Required work =
Copy the data below, swapping every "outline every instance" for "trace every instance" and keeping everything else the same.

:: Records shown ::

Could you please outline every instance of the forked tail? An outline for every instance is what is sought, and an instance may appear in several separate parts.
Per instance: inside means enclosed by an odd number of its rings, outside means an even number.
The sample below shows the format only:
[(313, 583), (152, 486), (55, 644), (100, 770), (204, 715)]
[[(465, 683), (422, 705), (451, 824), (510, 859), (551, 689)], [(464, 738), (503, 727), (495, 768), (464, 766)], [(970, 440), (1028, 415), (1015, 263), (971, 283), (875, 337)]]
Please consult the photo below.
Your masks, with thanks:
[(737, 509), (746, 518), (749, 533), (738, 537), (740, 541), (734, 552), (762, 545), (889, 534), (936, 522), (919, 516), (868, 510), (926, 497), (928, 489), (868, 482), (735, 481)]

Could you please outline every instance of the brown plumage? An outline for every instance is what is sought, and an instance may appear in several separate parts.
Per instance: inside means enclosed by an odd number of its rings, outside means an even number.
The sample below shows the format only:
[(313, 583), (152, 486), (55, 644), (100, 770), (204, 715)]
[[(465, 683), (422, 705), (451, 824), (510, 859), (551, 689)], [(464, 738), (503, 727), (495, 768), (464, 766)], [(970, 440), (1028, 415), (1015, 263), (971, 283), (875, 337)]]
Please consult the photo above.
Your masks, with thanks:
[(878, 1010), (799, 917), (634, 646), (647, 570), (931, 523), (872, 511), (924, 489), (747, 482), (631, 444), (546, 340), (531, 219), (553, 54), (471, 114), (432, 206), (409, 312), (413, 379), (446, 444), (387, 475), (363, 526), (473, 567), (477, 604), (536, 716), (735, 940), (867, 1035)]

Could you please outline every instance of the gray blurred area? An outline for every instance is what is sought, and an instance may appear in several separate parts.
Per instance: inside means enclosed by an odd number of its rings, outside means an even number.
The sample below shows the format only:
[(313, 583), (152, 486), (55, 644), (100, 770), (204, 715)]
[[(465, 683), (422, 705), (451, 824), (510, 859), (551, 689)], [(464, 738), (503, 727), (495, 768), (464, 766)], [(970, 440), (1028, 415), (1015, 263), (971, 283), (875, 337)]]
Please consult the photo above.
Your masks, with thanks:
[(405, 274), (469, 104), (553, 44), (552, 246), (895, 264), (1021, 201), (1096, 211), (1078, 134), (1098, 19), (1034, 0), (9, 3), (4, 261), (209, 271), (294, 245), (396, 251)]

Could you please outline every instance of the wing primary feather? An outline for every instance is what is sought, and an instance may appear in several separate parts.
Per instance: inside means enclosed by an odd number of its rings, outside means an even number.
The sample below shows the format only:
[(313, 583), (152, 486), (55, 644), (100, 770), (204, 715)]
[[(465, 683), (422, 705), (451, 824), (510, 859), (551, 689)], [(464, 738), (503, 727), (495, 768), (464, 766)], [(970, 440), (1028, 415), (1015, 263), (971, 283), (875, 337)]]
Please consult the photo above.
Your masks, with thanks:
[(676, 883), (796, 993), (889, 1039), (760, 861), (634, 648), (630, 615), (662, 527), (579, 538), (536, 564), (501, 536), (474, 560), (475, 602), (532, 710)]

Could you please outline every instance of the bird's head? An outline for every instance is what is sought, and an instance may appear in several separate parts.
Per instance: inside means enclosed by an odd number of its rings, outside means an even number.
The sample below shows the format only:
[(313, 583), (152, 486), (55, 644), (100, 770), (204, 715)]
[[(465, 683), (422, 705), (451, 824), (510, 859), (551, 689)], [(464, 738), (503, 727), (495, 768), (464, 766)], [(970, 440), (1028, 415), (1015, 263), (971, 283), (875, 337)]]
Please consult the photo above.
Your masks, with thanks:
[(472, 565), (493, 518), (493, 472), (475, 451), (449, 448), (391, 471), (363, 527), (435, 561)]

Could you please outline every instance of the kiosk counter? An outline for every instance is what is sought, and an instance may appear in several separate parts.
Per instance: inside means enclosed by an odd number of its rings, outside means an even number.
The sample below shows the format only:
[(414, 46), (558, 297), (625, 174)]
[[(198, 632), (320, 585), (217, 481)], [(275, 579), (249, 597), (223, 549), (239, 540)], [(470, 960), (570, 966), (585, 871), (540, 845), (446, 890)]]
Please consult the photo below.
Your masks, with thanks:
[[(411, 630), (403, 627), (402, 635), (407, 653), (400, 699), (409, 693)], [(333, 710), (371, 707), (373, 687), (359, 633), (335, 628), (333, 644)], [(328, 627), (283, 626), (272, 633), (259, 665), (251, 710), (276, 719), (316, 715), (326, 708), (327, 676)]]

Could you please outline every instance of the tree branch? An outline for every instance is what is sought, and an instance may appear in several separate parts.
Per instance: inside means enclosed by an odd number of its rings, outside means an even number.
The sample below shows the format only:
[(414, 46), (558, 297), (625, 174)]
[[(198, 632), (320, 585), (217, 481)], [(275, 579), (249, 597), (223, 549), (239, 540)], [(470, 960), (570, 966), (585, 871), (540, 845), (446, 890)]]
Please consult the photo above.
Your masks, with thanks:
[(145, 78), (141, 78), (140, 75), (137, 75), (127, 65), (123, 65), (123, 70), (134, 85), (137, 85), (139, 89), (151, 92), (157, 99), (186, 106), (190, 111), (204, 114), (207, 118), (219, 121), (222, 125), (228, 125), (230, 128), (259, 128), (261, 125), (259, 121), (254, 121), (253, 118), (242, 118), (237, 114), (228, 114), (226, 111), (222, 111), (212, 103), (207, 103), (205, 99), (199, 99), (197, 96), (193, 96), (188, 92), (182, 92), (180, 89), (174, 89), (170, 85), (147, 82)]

:::

Exercise answer =
Could you please trace every instance of the forked tail? An outline for every instance is what is sought, and an instance may appear in several separate parts.
Per instance: inside means enclosed by an odd number of its rings, outside means an even number.
The sample below shows the format only:
[(313, 583), (152, 486), (55, 644), (100, 770), (204, 715)]
[[(465, 683), (422, 705), (451, 824), (510, 859), (551, 689)], [(464, 738), (503, 727), (495, 768), (464, 766)], [(970, 440), (1028, 415), (1015, 263), (971, 283), (875, 337)]]
Please consult the photo below.
Your masks, with thanks:
[(737, 509), (746, 518), (749, 533), (738, 537), (740, 541), (734, 552), (762, 545), (889, 534), (936, 522), (919, 516), (868, 510), (926, 497), (928, 489), (868, 482), (735, 481)]

Could you please trace every instance of the brown plumage? An outline for every instance is what is sought, and an instance may appear in several separate parts.
Per instance: inside means enclosed by an odd number of its rings, outside means an even number.
The sample below shows the format only:
[(313, 583), (152, 486), (55, 644), (100, 770), (204, 715)]
[[(465, 683), (422, 705), (451, 824), (510, 859), (551, 689)], [(464, 738), (503, 727), (495, 768), (464, 766)], [(970, 440), (1028, 415), (1015, 263), (971, 283), (875, 337)]]
Please consult the photo above.
Your masks, with thanks:
[(878, 1010), (799, 917), (634, 646), (647, 570), (931, 523), (872, 511), (924, 489), (747, 482), (631, 444), (546, 340), (531, 219), (553, 54), (471, 114), (432, 206), (409, 312), (413, 379), (446, 444), (387, 475), (363, 526), (473, 567), (477, 604), (536, 716), (735, 940), (867, 1035)]

Could you please trace every instance of the gray blurred area? An outline for every instance is what is sought, and an instance may appear in several separate parts.
Per instance: inside means enclosed by an odd number of its rings, outside means an even number.
The sample below shows the format only:
[(313, 583), (152, 486), (55, 644), (100, 770), (204, 715)]
[[(465, 683), (422, 705), (451, 824), (510, 859), (551, 689)], [(464, 738), (503, 727), (495, 768), (464, 766)], [(970, 440), (1028, 415), (1015, 263), (971, 283), (875, 337)]]
Please consult the photo above.
Your masks, with thanks:
[(405, 274), (469, 104), (553, 44), (552, 246), (895, 264), (1021, 201), (1096, 211), (1078, 134), (1098, 19), (1034, 0), (9, 3), (4, 261), (209, 271), (294, 245), (396, 251)]

Could you please trace every instance of the wing primary feather? An outline for every instance is what is sought, and an instance may appear in several separate parts.
Per instance: inside means enclosed by an odd number of its rings, outside means an even number.
The sample below shows the format only:
[(313, 583), (152, 486), (55, 644), (100, 770), (204, 715)]
[[(465, 683), (422, 705), (451, 824), (510, 859), (551, 689)], [(464, 738), (503, 727), (495, 768), (464, 766)], [(970, 440), (1028, 415), (1015, 263), (971, 283), (875, 337)]]
Please consult the photo above.
Your masks, with thanks:
[(676, 883), (796, 993), (889, 1039), (760, 861), (634, 648), (630, 615), (662, 527), (579, 538), (536, 564), (501, 536), (474, 560), (475, 602), (532, 710)]

Could you please trace every instance of the bird's head? An outline for every instance is what is sought, and an instance may appear in several separate parts.
Per instance: inside means enclosed by an odd number of its rings, outside means an even number.
The sample below shows the format only:
[(313, 583), (152, 486), (55, 644), (100, 770), (204, 715)]
[[(465, 683), (422, 705), (451, 824), (510, 859), (551, 689)], [(464, 738), (503, 727), (495, 768), (464, 766)], [(970, 440), (1028, 415), (1015, 263), (971, 283), (875, 337)]]
Please consult the photo above.
Your masks, with thanks:
[(472, 565), (493, 518), (493, 472), (475, 451), (449, 448), (391, 471), (363, 527), (435, 561)]

Could you please trace every instance of the kiosk counter? An outline for every instance is what is sought, and an instance may appear in several separate parts.
Per instance: inside means enclosed by an odd number of its rings, outside means an even number.
The sample below shows the format only:
[(414, 46), (558, 297), (625, 174)]
[[(198, 632), (320, 585), (217, 481)], [(275, 579), (249, 597), (223, 549), (239, 540)], [(470, 960), (570, 966), (585, 871), (540, 845), (446, 890)]]
Please consult the photo below.
Your masks, with thanks:
[[(411, 630), (403, 627), (402, 635), (407, 653), (400, 699), (409, 693)], [(333, 710), (371, 707), (373, 687), (359, 633), (335, 628), (333, 644)], [(328, 627), (283, 626), (272, 633), (259, 665), (251, 710), (276, 719), (316, 715), (326, 708), (327, 676)]]

Could you please trace every instance of the tree branch? An outline for every instance is what is sought, and an instance may appear in several separate parts.
Per instance: inside means enclosed by an odd number of its rings, outside means an even number.
The sample below shows the format only:
[(414, 46), (558, 297), (625, 174)]
[[(198, 632), (320, 585), (217, 481)], [(275, 579), (249, 597), (223, 549), (239, 540)], [(470, 960), (570, 966), (585, 871), (540, 845), (446, 890)]]
Please consult the photo above.
Your masks, with thanks:
[(145, 78), (141, 78), (140, 75), (137, 75), (127, 65), (123, 65), (123, 70), (134, 85), (137, 85), (139, 89), (151, 92), (157, 99), (186, 106), (190, 111), (204, 114), (207, 118), (219, 121), (222, 125), (228, 125), (230, 128), (259, 128), (261, 125), (259, 121), (254, 121), (253, 118), (242, 118), (237, 114), (228, 114), (226, 111), (222, 111), (212, 103), (207, 103), (205, 99), (199, 99), (197, 96), (193, 96), (188, 92), (182, 92), (180, 89), (174, 89), (170, 85), (147, 82)]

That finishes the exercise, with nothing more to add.